— Selected text —

-------------------------

2. Useful content over empty filler
Public pages should answer real questions users have: what visual IQ means, how memory drills work, how pattern recognition improves, what online results can and cannot say, and how the site is designed. Articles are intended to add context, not simply surround the test with disposable text.
3. Product and content must support each other
The assessment, result page, and training sections are part of the same experience. Editorial content should explain the logic behind the product, while the product should give users a reason to explore the supporting pages. We do not treat content as decoration.
4. Readability matters
Intelligence-related topics can become vague or overly academic very quickly. The site aims to keep language readable, direct, and useful to general users. Clarity is part of trust.
5. Updates are part of the process
The site is still evolving. Articles may be expanded, corrected, or reframed as the product improves. Methodology notes, legal pages, and support information are updated when the website changes in meaningful ways.
6. Responsible source framing
The site may reference familiar public reasoning formats such as matrices, sequences, pattern changes, and memory drills, but it avoids pretending to hold credentials it does not have. When the site is inspired by established testing traditions, that inspiration should be described clearly rather than used as decoration to inflate authority.
7. Responsible monetization
If the site uses advertising, it should still remain usable. Editorial pages should provide value on their own, and the product should not depend on misleading clicks or deceptive layouts. Trust matters more than squeezing a page with noise.
8. Human accountability
Visitors should be able to understand who stands behind the project and how to contact it. That is why the site includes About, Contact, Methodology, Privacy, and Terms pages, along with an editorial email route for support and corrections.
9. Long-term usefulness
The site is being built to last longer than a single trend cycle. That means public pages should remain understandable even months later, and the test should be surrounded by enough explanation and support material that a new visitor can understand the full context of the product.

-------------------------

— Excerpted data —
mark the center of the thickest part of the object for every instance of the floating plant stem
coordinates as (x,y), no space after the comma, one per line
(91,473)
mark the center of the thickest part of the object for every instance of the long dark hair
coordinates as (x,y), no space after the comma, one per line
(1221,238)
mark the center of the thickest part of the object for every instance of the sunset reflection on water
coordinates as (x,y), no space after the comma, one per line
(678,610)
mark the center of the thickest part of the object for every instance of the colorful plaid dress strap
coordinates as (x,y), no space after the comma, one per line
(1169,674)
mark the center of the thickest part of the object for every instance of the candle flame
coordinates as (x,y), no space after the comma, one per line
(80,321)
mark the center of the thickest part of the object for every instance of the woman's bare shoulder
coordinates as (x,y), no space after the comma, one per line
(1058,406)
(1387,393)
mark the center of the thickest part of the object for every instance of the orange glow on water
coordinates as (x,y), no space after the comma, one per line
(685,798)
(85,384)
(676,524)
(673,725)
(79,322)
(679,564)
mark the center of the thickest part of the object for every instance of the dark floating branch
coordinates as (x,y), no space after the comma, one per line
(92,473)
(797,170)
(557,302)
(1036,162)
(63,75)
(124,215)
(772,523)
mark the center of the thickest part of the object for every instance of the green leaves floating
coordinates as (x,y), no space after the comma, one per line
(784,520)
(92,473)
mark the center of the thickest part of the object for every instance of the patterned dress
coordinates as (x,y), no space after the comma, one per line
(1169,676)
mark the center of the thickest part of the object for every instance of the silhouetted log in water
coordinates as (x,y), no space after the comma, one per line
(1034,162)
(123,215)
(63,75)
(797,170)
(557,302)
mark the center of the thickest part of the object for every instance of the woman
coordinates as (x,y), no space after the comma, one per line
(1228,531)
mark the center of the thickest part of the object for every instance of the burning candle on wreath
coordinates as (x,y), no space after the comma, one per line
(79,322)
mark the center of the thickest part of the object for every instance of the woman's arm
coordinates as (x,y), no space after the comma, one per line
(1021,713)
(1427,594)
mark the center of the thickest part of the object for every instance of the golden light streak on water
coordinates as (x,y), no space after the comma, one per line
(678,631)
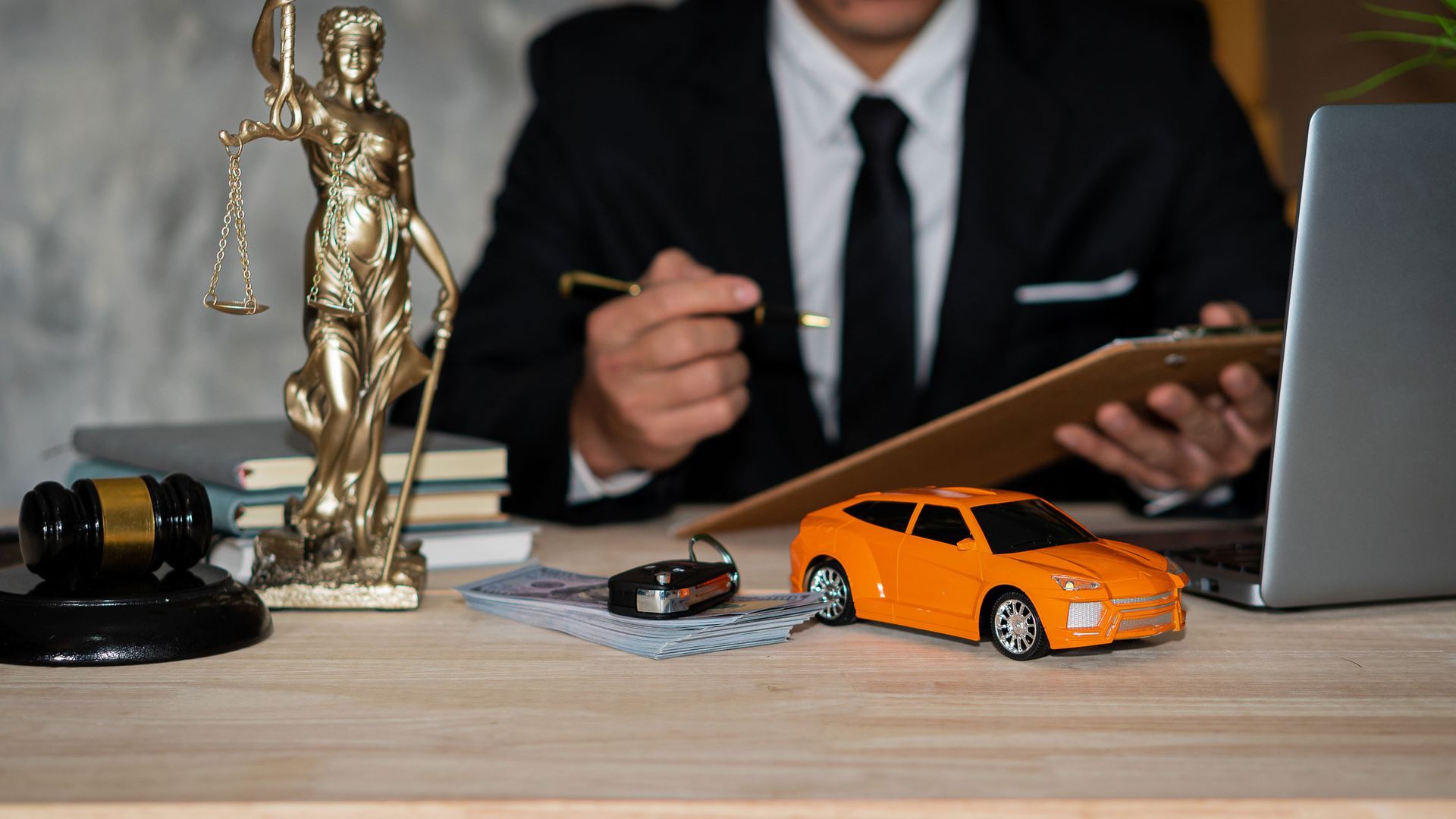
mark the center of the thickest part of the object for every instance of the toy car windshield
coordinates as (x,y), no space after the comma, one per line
(1025,525)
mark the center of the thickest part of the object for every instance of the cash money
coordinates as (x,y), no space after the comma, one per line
(577,605)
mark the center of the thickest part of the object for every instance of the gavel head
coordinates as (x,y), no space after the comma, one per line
(114,526)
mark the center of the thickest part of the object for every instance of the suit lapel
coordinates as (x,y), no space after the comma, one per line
(740,180)
(1011,136)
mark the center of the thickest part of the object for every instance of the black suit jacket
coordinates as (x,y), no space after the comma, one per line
(1098,137)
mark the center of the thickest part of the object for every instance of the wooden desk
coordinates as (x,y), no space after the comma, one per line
(452,704)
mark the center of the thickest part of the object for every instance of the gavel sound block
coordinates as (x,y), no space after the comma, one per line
(112,576)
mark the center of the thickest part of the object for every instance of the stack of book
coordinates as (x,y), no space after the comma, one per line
(253,468)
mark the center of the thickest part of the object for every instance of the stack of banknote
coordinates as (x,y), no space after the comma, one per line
(577,604)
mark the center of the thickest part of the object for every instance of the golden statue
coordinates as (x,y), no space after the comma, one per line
(341,548)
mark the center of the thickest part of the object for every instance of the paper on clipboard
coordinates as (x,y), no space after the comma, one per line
(1009,435)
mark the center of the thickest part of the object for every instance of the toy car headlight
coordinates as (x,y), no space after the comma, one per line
(1075,583)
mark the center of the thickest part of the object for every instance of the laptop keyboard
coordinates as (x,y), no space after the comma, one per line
(1245,558)
(1229,548)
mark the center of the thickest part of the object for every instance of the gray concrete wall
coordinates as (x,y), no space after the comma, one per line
(112,186)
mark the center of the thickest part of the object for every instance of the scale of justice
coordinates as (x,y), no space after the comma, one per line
(340,547)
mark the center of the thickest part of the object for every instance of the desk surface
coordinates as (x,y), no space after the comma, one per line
(453,704)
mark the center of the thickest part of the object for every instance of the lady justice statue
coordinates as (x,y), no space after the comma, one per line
(341,547)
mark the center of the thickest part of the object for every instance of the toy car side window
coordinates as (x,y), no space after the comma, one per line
(941,523)
(889,513)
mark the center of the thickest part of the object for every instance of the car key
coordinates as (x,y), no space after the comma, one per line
(674,588)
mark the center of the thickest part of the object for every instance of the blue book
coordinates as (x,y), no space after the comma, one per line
(240,512)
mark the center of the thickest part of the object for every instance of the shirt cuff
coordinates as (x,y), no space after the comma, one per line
(1159,502)
(585,485)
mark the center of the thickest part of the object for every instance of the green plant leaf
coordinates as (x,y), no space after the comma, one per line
(1404,37)
(1383,76)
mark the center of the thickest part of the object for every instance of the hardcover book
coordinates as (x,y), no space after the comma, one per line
(270,453)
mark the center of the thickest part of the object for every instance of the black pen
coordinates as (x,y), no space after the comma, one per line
(580,283)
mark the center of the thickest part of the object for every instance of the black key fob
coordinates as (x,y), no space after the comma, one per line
(674,588)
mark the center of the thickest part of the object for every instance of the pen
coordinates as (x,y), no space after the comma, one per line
(579,283)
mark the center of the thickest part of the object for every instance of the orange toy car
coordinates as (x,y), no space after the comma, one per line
(979,561)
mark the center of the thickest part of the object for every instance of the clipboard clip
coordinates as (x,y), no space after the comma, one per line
(1204,331)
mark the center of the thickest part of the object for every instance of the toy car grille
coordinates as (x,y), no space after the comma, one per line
(1084,615)
(1136,624)
(1130,601)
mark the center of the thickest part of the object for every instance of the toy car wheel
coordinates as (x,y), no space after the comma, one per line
(1017,630)
(827,577)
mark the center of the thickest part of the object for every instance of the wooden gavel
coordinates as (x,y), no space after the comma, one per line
(114,526)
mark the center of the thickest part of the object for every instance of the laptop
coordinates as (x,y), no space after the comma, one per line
(1363,488)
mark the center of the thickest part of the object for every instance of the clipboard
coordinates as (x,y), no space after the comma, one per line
(1009,435)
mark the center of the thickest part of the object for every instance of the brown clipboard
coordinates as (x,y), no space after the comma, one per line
(1009,433)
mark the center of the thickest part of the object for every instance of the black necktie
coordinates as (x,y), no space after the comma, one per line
(877,359)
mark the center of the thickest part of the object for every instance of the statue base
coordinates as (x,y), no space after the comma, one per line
(286,577)
(174,614)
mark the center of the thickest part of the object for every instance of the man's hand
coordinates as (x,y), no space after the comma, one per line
(1212,439)
(663,369)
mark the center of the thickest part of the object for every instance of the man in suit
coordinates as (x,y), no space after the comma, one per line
(974,190)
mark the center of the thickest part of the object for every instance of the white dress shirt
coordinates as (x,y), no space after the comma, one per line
(816,88)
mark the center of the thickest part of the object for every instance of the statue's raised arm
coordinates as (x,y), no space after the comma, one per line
(283,93)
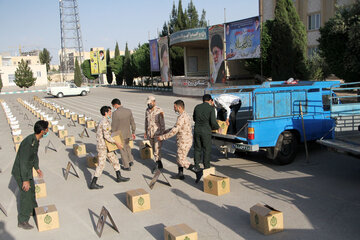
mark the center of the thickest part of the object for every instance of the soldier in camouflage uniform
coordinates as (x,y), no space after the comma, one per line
(103,134)
(154,126)
(184,140)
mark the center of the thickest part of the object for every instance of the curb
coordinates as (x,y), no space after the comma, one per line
(143,88)
(3,93)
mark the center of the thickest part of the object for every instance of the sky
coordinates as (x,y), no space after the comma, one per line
(35,24)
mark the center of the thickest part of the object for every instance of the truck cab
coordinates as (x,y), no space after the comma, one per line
(275,116)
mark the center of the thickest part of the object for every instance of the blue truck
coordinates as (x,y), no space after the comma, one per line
(276,116)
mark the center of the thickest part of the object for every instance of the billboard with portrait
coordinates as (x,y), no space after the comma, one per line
(154,56)
(216,49)
(94,64)
(243,39)
(164,59)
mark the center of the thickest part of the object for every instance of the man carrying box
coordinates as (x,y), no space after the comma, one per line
(183,141)
(27,159)
(104,133)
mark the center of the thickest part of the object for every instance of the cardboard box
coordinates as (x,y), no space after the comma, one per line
(79,149)
(138,200)
(69,140)
(90,124)
(92,160)
(40,188)
(216,185)
(146,152)
(47,218)
(55,128)
(118,138)
(81,120)
(74,117)
(63,134)
(266,219)
(180,232)
(17,139)
(223,127)
(17,145)
(35,174)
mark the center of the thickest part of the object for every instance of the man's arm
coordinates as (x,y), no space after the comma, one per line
(214,125)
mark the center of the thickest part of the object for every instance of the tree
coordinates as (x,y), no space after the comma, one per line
(117,52)
(128,67)
(77,74)
(117,66)
(86,68)
(141,60)
(45,58)
(24,76)
(254,65)
(340,45)
(288,44)
(109,76)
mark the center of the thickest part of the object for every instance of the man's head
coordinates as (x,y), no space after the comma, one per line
(179,106)
(116,103)
(105,111)
(41,128)
(216,48)
(150,101)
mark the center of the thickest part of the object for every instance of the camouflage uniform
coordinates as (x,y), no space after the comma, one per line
(154,126)
(104,133)
(184,138)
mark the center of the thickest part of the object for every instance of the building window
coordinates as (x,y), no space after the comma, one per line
(312,51)
(11,79)
(314,21)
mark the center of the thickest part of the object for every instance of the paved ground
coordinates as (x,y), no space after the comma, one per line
(319,201)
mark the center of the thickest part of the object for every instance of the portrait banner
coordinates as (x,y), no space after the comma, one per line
(216,49)
(94,64)
(154,56)
(164,59)
(243,39)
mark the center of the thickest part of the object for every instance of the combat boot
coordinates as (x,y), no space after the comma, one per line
(119,178)
(198,172)
(94,185)
(180,174)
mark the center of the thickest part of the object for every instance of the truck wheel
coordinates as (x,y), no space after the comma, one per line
(286,148)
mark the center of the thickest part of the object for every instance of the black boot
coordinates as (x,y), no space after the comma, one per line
(119,178)
(94,185)
(157,166)
(198,172)
(180,174)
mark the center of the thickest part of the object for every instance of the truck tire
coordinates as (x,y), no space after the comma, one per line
(286,148)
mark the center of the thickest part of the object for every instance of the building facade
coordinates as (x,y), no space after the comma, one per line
(313,13)
(9,64)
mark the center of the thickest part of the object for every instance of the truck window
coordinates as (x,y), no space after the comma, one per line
(326,102)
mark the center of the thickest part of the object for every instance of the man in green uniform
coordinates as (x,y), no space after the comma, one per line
(205,121)
(27,159)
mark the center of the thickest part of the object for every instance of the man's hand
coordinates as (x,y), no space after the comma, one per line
(26,186)
(119,145)
(40,173)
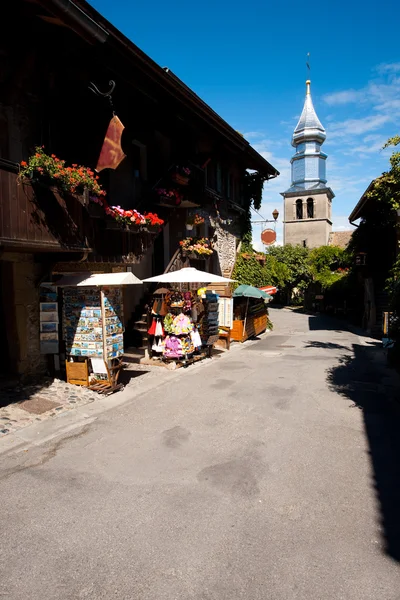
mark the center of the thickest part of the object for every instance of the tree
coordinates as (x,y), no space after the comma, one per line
(294,267)
(328,264)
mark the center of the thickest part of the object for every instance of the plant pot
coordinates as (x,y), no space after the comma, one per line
(112,224)
(96,211)
(180,179)
(194,256)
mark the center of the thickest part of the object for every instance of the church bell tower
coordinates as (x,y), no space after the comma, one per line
(308,201)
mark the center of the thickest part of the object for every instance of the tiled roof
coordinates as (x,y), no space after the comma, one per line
(340,238)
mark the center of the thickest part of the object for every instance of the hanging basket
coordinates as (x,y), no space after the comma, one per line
(96,211)
(169,201)
(194,256)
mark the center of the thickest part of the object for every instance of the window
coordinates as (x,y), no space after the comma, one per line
(218,178)
(310,208)
(299,209)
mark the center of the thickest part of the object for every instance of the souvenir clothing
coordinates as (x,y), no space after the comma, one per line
(182,324)
(172,347)
(196,339)
(152,329)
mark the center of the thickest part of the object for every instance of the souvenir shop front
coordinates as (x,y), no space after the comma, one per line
(250,312)
(92,328)
(183,317)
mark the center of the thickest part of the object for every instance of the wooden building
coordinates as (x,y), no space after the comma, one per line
(52,53)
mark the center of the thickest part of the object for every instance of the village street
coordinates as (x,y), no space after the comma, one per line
(270,472)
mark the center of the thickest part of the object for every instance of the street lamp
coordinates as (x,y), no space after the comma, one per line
(275,214)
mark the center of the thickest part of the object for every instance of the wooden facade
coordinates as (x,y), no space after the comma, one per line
(52,52)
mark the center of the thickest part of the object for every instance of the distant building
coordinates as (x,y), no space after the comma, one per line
(308,201)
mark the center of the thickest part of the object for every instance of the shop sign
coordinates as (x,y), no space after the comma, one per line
(268,237)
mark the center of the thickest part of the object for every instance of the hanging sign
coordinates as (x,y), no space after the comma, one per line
(268,237)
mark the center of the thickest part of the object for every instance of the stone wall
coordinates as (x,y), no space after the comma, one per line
(22,315)
(225,243)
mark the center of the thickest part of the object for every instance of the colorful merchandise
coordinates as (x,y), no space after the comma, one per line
(92,322)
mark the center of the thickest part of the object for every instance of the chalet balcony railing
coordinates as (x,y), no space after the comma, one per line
(40,218)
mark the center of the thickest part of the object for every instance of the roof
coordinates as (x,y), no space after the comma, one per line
(340,238)
(309,126)
(357,211)
(82,18)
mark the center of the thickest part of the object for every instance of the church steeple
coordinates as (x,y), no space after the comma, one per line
(308,201)
(309,127)
(308,164)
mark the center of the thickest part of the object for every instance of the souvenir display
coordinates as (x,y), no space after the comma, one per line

-------------------------

— Work to complete —
**1)** Summarize the passage on site principles in two sentences.
**2)** In the rows, substitute "the widest part" for every "the thickest part", and give back only the lines starting at the one that has "the stone wall" and ending with the last line of the rows, with nothing else altered.
The passage on site principles and the rows have no connection to each other.

— Outputs for the tasks —
**1)** The site aims to offer useful, readable content that works together with its test and training sections, and it updates its pages as the product changes. It frames its sources honestly, keeps advertising from making pages misleading or unusable, shows who stands behind the project through pages such as About and Contact, and is built to stay understandable over the long term.

**2)**
mark the center of the widest part of the object for every instance of the stone wall
coordinates as (x,y), no space after the comma, one per line
(22,315)
(225,243)
mark the center of the widest part of the object for every instance of the colorful merchandise
coordinates as (x,y), no space after the comma, one per line
(92,322)
mark the center of the widest part of the object for every instance of the chalet balcony railing
coordinates as (x,y), no space after the comma, one per line
(40,218)
mark the center of the widest part of the object for every instance of the roof
coordinates as (x,y), no space after the comma, one per line
(340,238)
(309,126)
(357,211)
(82,18)
mark the center of the widest part of the object for every instance of the church steeple
coordinates as (x,y), no space after the comma, one per line
(308,201)
(309,127)
(308,164)
mark the center of the widest part of the object for every instance of the souvenir display
coordinates as (x,y), no space after the comma, one per line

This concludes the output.